**Short task**
Can the data below be set down again exactly, line for line?

═════ Supplied information ═════

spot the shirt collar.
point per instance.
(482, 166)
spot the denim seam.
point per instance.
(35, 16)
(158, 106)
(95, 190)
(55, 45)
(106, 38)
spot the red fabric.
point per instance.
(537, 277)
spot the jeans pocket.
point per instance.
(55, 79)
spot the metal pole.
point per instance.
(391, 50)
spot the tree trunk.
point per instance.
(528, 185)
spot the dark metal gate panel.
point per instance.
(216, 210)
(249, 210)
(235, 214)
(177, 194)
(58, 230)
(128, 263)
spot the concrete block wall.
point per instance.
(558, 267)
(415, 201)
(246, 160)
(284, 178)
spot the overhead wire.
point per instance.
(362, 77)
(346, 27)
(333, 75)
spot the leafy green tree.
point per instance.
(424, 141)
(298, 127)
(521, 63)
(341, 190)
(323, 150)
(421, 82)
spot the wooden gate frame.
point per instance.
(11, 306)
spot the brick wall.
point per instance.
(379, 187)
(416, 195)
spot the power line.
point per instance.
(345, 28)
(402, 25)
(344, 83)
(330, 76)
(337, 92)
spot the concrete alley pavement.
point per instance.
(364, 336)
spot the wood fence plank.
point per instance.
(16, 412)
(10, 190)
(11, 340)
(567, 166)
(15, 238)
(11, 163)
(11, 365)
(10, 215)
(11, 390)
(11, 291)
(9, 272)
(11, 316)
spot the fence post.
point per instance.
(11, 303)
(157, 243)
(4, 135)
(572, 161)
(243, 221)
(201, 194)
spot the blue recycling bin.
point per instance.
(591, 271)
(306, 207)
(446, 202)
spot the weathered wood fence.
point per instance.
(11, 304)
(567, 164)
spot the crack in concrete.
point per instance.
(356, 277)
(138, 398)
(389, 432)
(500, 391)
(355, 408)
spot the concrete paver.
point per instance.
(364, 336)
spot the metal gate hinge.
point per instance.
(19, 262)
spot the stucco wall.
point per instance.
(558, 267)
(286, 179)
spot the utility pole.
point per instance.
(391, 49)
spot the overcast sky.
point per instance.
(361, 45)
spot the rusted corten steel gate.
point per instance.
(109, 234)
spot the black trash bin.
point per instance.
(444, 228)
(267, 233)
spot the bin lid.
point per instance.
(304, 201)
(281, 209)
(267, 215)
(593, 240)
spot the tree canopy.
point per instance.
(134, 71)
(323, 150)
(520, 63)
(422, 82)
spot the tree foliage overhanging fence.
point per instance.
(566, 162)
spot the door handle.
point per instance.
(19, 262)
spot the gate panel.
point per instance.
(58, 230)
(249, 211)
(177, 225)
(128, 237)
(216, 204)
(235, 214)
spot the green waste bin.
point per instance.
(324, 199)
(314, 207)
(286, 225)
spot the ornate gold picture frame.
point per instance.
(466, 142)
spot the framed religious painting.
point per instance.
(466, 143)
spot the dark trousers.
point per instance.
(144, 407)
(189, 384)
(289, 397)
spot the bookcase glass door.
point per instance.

═════

**Answer to the exercise**
spot the shirt collar.
point per instance.
(482, 166)
spot the denim seam.
point per instance.
(35, 16)
(158, 106)
(95, 190)
(55, 45)
(106, 38)
spot the red fabric.
point per instance.
(537, 277)
spot the jeans pocket.
point per instance.
(55, 79)
spot the metal pole.
point per instance.
(391, 50)
spot the tree trunk.
point per instance.
(528, 185)
spot the dark metal gate panel.
point per instance.
(216, 210)
(249, 210)
(235, 214)
(177, 194)
(58, 230)
(128, 263)
spot the concrete block wall.
point per instance.
(558, 267)
(415, 201)
(246, 160)
(284, 178)
spot the overhead wire.
point per instance.
(362, 77)
(346, 27)
(333, 75)
spot the leafy green tree.
point per instance.
(424, 141)
(298, 127)
(521, 63)
(341, 190)
(323, 150)
(421, 82)
spot the wooden gate frame.
point per instance.
(11, 306)
spot the brick wall.
point per instance.
(379, 187)
(416, 195)
spot the power line.
point per instance.
(345, 28)
(402, 25)
(344, 83)
(330, 76)
(337, 92)
spot the concrete alley pavement.
point per instance.
(364, 336)
spot the wood fence plank.
point per instance.
(16, 412)
(10, 190)
(11, 340)
(567, 166)
(15, 238)
(11, 163)
(11, 365)
(10, 215)
(11, 390)
(11, 291)
(9, 272)
(11, 316)
spot the fence post.
point per instance.
(11, 303)
(157, 243)
(4, 135)
(572, 161)
(243, 221)
(201, 194)
spot the blue recycling bin.
point per instance.
(591, 271)
(306, 207)
(446, 202)
spot the weathered wood fence.
point per instance.
(11, 304)
(567, 164)
spot the crack in concrete.
point per instance.
(356, 277)
(138, 398)
(389, 432)
(500, 391)
(355, 408)
spot the concrete paver.
point per instance.
(364, 336)
spot the metal gate hinge.
point per instance.
(19, 262)
spot the stucco wall.
point per instance.
(558, 267)
(286, 179)
spot the utility pole.
point per instance.
(391, 49)
spot the overcast sky.
point per instance.
(361, 45)
spot the rusted corten steel gate.
point per instance.
(109, 234)
spot the black trash bin.
point per instance.
(444, 228)
(267, 233)
spot the bin lid.
point per instance.
(304, 201)
(281, 209)
(267, 215)
(593, 240)
spot the tree canopy.
point per instance.
(134, 71)
(323, 150)
(520, 63)
(422, 82)
spot the tree foliage overhanging fence.
point per instance.
(566, 162)
spot the door handle.
point per instance.
(19, 262)
spot the gate panel.
point per instance.
(58, 230)
(249, 211)
(177, 225)
(128, 237)
(216, 204)
(235, 214)
spot the green waste bin.
point per instance.
(324, 199)
(314, 207)
(286, 225)
spot the ornate gold picture frame.
point per instance.
(466, 142)
spot the framed religious painting.
point per instance.
(466, 143)
spot the dark trousers.
point per instance.
(144, 407)
(189, 384)
(289, 397)
spot the bookcase glass door.
point per instance.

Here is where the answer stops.